::: Records

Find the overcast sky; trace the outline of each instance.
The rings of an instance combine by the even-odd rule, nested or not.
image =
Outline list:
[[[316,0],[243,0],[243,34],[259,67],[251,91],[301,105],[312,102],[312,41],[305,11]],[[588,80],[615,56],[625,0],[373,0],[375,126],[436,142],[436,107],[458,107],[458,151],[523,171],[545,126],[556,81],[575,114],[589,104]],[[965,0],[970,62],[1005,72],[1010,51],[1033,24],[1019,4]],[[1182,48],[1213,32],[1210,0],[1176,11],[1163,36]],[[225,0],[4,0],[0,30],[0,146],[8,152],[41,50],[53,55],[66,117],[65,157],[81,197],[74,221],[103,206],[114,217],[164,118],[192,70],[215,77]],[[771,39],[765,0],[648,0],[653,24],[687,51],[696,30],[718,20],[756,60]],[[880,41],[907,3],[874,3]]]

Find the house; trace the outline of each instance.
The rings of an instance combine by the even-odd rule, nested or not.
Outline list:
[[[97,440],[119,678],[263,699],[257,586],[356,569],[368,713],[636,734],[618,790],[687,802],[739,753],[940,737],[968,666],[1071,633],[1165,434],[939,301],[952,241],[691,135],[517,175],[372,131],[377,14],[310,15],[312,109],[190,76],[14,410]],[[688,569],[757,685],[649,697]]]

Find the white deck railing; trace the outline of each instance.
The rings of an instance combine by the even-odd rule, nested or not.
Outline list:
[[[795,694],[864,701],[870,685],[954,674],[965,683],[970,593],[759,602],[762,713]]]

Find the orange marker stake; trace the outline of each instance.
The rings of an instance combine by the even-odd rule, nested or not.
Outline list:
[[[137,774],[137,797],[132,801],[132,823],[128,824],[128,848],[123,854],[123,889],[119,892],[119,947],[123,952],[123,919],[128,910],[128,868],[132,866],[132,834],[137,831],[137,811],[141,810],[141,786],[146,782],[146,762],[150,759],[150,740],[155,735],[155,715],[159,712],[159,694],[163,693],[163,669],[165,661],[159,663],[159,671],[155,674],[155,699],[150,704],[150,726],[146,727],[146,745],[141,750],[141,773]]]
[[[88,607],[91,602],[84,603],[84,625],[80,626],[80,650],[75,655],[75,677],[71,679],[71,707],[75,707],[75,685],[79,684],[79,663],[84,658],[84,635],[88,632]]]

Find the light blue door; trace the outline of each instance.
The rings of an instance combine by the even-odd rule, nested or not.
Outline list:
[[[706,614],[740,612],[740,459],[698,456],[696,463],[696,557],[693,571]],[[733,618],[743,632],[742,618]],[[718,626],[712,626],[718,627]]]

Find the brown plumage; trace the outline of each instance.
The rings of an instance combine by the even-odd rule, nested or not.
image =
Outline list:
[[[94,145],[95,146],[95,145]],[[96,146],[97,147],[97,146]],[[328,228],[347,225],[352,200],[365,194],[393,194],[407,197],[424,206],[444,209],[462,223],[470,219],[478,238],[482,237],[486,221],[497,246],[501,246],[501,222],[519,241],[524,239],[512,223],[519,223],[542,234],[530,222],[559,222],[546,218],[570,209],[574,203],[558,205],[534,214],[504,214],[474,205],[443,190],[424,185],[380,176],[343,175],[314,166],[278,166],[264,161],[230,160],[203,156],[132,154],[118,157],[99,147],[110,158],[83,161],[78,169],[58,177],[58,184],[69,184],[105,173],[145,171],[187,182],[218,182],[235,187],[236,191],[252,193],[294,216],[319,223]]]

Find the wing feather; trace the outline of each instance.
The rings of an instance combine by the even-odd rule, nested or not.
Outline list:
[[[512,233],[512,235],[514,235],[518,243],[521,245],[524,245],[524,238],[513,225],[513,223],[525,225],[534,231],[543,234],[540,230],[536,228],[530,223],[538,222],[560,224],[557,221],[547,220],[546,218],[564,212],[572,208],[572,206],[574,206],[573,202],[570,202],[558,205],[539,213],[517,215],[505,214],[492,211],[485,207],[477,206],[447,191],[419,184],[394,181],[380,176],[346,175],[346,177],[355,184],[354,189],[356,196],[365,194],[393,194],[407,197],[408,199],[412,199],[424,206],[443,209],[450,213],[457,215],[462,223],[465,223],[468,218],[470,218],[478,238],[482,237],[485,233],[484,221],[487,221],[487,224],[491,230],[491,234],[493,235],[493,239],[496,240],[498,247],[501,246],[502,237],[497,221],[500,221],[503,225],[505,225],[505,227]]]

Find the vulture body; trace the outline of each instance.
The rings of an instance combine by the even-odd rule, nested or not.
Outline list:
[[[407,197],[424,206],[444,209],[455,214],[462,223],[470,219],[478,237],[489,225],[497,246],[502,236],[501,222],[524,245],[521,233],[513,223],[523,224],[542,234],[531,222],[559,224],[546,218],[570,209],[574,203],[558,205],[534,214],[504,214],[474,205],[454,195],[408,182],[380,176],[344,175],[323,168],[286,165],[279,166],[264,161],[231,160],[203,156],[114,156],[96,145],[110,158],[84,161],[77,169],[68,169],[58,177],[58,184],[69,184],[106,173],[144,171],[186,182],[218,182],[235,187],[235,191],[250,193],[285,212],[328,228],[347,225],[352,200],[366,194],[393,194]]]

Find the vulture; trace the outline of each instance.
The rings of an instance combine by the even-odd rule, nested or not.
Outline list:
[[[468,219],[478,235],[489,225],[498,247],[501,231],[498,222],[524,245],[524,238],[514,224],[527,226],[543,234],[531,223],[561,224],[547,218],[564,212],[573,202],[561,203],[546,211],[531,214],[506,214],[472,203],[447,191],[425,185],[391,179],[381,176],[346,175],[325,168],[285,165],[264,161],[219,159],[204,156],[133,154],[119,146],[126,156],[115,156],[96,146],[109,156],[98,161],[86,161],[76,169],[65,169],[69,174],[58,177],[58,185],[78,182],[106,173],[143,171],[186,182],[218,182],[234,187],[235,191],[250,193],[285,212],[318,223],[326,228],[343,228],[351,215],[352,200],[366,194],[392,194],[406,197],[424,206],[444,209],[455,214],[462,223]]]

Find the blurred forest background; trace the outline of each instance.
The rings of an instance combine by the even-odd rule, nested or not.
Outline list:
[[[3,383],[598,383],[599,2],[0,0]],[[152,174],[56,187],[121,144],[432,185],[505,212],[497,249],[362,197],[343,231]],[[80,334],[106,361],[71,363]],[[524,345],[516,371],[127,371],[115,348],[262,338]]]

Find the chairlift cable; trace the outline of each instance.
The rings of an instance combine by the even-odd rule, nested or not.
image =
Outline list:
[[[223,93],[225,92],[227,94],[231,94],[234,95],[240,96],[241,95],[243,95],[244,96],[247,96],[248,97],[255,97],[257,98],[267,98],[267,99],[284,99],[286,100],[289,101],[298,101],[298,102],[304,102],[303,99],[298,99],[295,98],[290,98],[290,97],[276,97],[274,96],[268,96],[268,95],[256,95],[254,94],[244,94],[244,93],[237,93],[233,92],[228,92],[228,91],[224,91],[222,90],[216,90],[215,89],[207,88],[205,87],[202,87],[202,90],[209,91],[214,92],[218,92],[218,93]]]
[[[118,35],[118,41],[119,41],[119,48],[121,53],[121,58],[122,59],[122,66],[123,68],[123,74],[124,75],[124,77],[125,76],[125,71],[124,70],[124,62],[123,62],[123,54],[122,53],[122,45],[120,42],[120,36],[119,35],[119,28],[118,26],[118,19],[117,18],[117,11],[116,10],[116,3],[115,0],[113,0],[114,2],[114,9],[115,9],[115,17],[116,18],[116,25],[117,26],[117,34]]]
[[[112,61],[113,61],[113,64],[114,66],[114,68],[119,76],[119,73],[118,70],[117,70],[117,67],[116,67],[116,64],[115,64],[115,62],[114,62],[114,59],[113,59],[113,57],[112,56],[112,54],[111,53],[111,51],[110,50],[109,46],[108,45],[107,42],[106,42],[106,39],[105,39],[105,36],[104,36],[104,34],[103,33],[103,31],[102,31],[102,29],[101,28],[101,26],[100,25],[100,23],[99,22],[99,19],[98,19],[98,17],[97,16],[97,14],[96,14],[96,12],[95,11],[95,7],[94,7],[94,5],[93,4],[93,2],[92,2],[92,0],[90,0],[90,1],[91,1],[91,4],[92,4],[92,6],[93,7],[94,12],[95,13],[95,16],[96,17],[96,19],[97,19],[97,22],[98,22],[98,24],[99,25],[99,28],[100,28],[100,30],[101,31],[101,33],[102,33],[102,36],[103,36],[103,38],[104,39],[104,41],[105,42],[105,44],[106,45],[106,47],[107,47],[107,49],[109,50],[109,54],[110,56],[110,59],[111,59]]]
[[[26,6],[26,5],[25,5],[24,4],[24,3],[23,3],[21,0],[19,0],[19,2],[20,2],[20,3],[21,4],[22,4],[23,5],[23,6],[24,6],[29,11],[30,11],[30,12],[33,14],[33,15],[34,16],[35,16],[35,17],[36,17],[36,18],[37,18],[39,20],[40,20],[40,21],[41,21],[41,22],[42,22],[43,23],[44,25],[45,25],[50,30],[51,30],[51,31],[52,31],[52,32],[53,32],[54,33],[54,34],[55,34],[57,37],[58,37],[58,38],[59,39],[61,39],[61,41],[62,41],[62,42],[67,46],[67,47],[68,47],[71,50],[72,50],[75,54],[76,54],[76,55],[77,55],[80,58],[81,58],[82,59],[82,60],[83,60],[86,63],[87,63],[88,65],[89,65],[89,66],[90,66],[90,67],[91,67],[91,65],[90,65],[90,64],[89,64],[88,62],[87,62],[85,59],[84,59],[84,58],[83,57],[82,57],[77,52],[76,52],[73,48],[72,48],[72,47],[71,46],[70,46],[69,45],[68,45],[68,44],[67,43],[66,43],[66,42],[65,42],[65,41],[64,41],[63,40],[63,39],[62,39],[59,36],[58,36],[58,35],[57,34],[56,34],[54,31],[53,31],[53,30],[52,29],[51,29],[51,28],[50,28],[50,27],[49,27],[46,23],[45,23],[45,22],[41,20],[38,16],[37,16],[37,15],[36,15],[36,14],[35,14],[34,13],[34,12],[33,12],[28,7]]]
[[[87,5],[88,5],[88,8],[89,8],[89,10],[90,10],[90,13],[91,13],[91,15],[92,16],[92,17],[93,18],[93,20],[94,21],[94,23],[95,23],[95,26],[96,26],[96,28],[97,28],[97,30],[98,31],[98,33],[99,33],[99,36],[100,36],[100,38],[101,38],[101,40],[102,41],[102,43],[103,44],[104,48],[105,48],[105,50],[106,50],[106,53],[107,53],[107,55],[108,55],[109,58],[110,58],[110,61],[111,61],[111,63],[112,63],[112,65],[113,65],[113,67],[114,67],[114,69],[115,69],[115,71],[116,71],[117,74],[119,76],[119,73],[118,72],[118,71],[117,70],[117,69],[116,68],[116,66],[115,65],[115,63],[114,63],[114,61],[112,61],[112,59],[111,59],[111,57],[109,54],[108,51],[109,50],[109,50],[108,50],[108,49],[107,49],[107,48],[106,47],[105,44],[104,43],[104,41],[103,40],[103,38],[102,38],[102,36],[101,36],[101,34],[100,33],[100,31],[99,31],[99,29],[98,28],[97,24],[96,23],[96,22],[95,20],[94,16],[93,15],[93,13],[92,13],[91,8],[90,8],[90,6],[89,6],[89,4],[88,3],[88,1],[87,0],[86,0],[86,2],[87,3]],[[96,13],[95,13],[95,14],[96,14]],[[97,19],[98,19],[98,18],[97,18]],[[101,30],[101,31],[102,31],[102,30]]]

::::::

Report every line of the items above that contains the word "vulture".

Output -
Find the vulture body; trace the outline of each instance.
Find the vulture; trace the outline of each instance.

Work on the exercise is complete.